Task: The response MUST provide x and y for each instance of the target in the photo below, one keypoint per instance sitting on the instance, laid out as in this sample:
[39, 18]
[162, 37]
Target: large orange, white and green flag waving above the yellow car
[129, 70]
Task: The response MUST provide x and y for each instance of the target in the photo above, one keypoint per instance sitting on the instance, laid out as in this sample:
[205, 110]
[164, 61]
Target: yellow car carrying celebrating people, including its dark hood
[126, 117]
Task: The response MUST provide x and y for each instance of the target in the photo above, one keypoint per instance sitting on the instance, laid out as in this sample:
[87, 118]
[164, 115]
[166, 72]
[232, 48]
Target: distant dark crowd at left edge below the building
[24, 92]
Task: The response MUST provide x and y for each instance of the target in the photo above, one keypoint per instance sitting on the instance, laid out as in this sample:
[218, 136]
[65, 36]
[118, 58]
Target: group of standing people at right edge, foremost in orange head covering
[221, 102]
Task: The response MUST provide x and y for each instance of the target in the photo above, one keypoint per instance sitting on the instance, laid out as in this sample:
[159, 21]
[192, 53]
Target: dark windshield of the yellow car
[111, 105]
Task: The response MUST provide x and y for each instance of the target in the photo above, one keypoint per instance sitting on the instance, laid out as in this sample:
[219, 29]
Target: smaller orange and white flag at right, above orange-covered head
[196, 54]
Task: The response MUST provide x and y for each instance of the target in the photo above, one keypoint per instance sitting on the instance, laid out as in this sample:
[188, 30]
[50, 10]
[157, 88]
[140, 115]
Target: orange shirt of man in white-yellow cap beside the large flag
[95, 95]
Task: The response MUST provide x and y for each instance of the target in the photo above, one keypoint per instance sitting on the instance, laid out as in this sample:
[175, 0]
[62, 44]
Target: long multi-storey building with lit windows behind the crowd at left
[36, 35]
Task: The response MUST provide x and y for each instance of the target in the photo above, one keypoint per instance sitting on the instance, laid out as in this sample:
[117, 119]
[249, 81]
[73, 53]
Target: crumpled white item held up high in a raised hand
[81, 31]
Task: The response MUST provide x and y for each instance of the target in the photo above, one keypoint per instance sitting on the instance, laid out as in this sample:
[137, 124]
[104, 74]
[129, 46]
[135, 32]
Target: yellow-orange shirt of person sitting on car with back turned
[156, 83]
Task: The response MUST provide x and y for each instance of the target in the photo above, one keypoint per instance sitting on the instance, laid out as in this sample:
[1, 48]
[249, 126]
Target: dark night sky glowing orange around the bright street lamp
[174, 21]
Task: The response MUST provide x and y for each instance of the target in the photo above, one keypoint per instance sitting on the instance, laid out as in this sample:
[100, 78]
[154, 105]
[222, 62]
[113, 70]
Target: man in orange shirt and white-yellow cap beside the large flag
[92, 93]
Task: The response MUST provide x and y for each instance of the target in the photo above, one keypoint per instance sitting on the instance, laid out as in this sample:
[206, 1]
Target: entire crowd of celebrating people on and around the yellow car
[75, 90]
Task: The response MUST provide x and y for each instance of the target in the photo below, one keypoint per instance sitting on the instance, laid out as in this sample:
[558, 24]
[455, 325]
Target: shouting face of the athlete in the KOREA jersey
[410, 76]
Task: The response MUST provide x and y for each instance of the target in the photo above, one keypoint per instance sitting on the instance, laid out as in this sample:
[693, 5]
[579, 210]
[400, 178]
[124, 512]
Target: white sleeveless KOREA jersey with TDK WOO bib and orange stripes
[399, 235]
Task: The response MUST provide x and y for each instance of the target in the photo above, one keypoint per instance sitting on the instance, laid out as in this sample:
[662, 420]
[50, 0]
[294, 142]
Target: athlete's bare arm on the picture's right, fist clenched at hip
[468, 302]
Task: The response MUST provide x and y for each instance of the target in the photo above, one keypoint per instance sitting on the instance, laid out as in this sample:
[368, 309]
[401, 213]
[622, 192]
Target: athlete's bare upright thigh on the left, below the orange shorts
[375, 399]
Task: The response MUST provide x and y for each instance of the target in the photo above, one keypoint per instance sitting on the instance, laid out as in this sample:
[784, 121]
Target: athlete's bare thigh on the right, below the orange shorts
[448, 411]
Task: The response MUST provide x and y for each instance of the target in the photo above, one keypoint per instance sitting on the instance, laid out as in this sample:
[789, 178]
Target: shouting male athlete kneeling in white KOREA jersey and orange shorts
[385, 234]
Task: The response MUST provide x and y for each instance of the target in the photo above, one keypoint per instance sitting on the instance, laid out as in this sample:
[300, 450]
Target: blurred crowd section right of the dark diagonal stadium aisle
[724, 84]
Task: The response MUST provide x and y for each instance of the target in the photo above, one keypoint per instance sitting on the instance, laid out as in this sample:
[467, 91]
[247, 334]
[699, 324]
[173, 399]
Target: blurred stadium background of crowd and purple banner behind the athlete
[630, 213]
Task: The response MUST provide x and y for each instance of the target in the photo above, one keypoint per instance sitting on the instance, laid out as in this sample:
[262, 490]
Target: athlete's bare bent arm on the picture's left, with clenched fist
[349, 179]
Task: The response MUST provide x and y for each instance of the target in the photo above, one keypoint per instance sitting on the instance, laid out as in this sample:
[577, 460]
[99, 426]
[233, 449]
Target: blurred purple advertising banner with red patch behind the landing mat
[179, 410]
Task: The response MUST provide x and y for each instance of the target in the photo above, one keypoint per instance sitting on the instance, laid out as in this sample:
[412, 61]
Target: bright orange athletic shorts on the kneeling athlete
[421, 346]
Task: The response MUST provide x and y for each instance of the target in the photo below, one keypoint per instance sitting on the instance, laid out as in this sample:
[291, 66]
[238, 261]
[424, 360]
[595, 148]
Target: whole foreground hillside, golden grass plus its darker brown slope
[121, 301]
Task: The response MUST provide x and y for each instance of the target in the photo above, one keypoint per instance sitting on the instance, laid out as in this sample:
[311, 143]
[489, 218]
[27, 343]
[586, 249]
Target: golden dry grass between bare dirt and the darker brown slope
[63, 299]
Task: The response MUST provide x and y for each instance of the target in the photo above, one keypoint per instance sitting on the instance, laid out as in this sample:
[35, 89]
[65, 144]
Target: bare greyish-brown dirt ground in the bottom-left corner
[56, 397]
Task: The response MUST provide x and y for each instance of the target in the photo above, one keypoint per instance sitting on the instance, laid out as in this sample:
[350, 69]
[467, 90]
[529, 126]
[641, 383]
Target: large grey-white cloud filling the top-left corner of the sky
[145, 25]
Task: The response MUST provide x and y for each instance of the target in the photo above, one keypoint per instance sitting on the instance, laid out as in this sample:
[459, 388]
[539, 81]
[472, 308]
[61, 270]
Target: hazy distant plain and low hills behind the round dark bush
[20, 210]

• _WORK INSTRUCTION_: Please type the entries above out again exactly.

• _THE COMPLETED TASK_:
Task: The response MUST provide x and y for each instance of the target in the photo below, one keypoint per instance sitting on the instance, laid out as in this sample:
[39, 18]
[162, 37]
Target: large orange, white and green flag waving above the yellow car
[129, 70]
Task: The response MUST provide x and y for each instance of the target in the photo above, one keypoint per instance sitting on the instance, laid out as in this sample:
[205, 110]
[164, 61]
Target: yellow car carrying celebrating people, including its dark hood
[126, 117]
Task: The response MUST provide x and y for each instance of the target in the photo above, one keypoint per instance sitting on the instance, laid out as in this sample:
[87, 118]
[164, 115]
[166, 72]
[232, 48]
Target: distant dark crowd at left edge below the building
[24, 92]
Task: The response MUST provide x and y for each instance of the target in the photo above, one keypoint per instance sitting on the instance, laid out as in this sample:
[218, 136]
[65, 36]
[118, 58]
Target: group of standing people at right edge, foremost in orange head covering
[221, 102]
Task: The response MUST provide x and y for each instance of the target in the photo above, one keypoint per instance sitting on the instance, laid out as in this sample:
[159, 21]
[192, 53]
Target: dark windshield of the yellow car
[111, 105]
Task: The response MUST provide x and y for each instance of the target in the photo above, one keypoint per instance sitting on the instance, laid out as in this sample:
[219, 29]
Target: smaller orange and white flag at right, above orange-covered head
[196, 54]
Task: The response MUST provide x and y for each instance of the target in the photo above, one keypoint per instance sitting on the instance, laid out as in this sample:
[188, 30]
[50, 10]
[157, 88]
[140, 115]
Target: orange shirt of man in white-yellow cap beside the large flag
[95, 95]
Task: The response MUST provide x and y for each instance of the target in the photo above, one keypoint per instance sitting on the instance, laid out as in this sample:
[175, 0]
[62, 44]
Target: long multi-storey building with lit windows behind the crowd at left
[36, 35]
Task: The response MUST provide x and y for each instance of the target in the photo above, one keypoint per instance sitting on the instance, laid out as in this sample:
[117, 119]
[249, 81]
[73, 53]
Target: crumpled white item held up high in a raised hand
[81, 31]
Task: The response MUST provide x and y for each instance of the target in the photo above, one keypoint per instance sitting on the instance, laid out as in this sample:
[137, 124]
[104, 74]
[129, 46]
[135, 32]
Target: yellow-orange shirt of person sitting on car with back turned
[156, 83]
Task: The response MUST provide x and y for each instance of the target in the photo above, one keypoint per instance sitting on the instance, laid out as in this sample:
[1, 48]
[249, 126]
Target: dark night sky glowing orange around the bright street lamp
[174, 21]
Task: The response MUST provide x and y for each instance of the target in the photo above, one keypoint per instance sitting on the instance, laid out as in this sample:
[100, 78]
[154, 105]
[222, 62]
[113, 70]
Target: man in orange shirt and white-yellow cap beside the large flag
[92, 93]
Task: The response MUST provide x and y for each instance of the target in the photo above, one keypoint per instance sitting on the instance, laid out as in this sample:
[206, 1]
Target: entire crowd of celebrating people on and around the yellow car
[75, 90]
Task: The response MUST provide x and y for each instance of the target in the photo below, one keypoint per instance sitting on the instance, laid out as in this sample:
[558, 24]
[455, 325]
Target: shouting face of the athlete in the KOREA jersey
[410, 76]
Task: The response MUST provide x and y for each instance of the target in the photo above, one keypoint per instance sitting on the instance, laid out as in this sample:
[693, 5]
[579, 210]
[400, 178]
[124, 512]
Target: white sleeveless KOREA jersey with TDK WOO bib and orange stripes
[399, 235]
Task: The response MUST provide x and y for each instance of the target in the photo above, one keypoint per instance sitting on the instance, laid out as in this sample:
[662, 420]
[50, 0]
[294, 142]
Target: athlete's bare arm on the picture's right, fist clenched at hip
[468, 302]
Task: The response MUST provide x and y for each instance of the target in the photo above, one keypoint per instance sitting on the instance, laid out as in this sample:
[368, 309]
[401, 213]
[622, 192]
Target: athlete's bare upright thigh on the left, below the orange shorts
[375, 399]
Task: The response MUST provide x and y for each instance of the target in the photo above, one keypoint per instance sitting on the instance, laid out as in this sample:
[784, 121]
Target: athlete's bare thigh on the right, below the orange shorts
[448, 411]
Task: The response MUST provide x and y for each instance of the target in the photo above, one keypoint per instance sitting on the instance, laid out as in this sample:
[789, 178]
Target: shouting male athlete kneeling in white KOREA jersey and orange shorts
[385, 234]
Task: The response MUST provide x and y for each instance of the target in the photo above, one keypoint per instance sitting on the instance, laid out as in this sample:
[300, 450]
Target: blurred crowd section right of the dark diagonal stadium aisle
[724, 84]
Task: The response MUST provide x and y for each instance of the target in the photo above, one keypoint per instance sitting on the instance, laid out as in this sample:
[467, 91]
[247, 334]
[699, 324]
[173, 399]
Target: blurred stadium background of crowd and purple banner behind the athlete
[630, 213]
Task: The response MUST provide x and y for each instance of the target in the photo above, one keypoint per instance sitting on the instance, laid out as in this sample:
[262, 490]
Target: athlete's bare bent arm on the picture's left, with clenched fist
[349, 179]
Task: The response MUST provide x and y for each instance of the target in the photo above, one keypoint per instance sitting on the instance, laid out as in this sample:
[577, 460]
[99, 426]
[233, 449]
Target: blurred purple advertising banner with red patch behind the landing mat
[179, 410]
Task: The response MUST provide x and y for each instance of the target in the photo above, one keypoint per instance sitting on the instance, laid out as in this sample:
[412, 61]
Target: bright orange athletic shorts on the kneeling athlete
[421, 346]
Task: The response MUST provide x and y for each instance of the target in the photo below, one keypoint per instance sitting on the instance, laid out as in this sample:
[291, 66]
[238, 261]
[424, 360]
[595, 148]
Target: whole foreground hillside, golden grass plus its darker brown slope
[121, 301]
Task: The response MUST provide x and y for each instance of the target in the photo above, one keypoint per instance sitting on the instance, laid out as in this sample:
[311, 143]
[489, 218]
[27, 343]
[586, 249]
Target: golden dry grass between bare dirt and the darker brown slope
[63, 299]
Task: The response MUST provide x and y for each instance of the target in the photo above, one keypoint per instance sitting on the instance, laid out as in this sample:
[35, 89]
[65, 144]
Target: bare greyish-brown dirt ground in the bottom-left corner
[56, 397]
Task: The response MUST provide x and y for each instance of the target in the photo above, one keypoint per instance sitting on the instance, laid out as in this sample:
[350, 69]
[467, 90]
[529, 126]
[641, 383]
Target: large grey-white cloud filling the top-left corner of the sky
[145, 25]
Task: The response MUST provide x and y for each instance of the target in the photo above, one keypoint per instance sitting on the instance, laid out as in this sample:
[459, 388]
[539, 81]
[472, 308]
[61, 270]
Target: hazy distant plain and low hills behind the round dark bush
[20, 210]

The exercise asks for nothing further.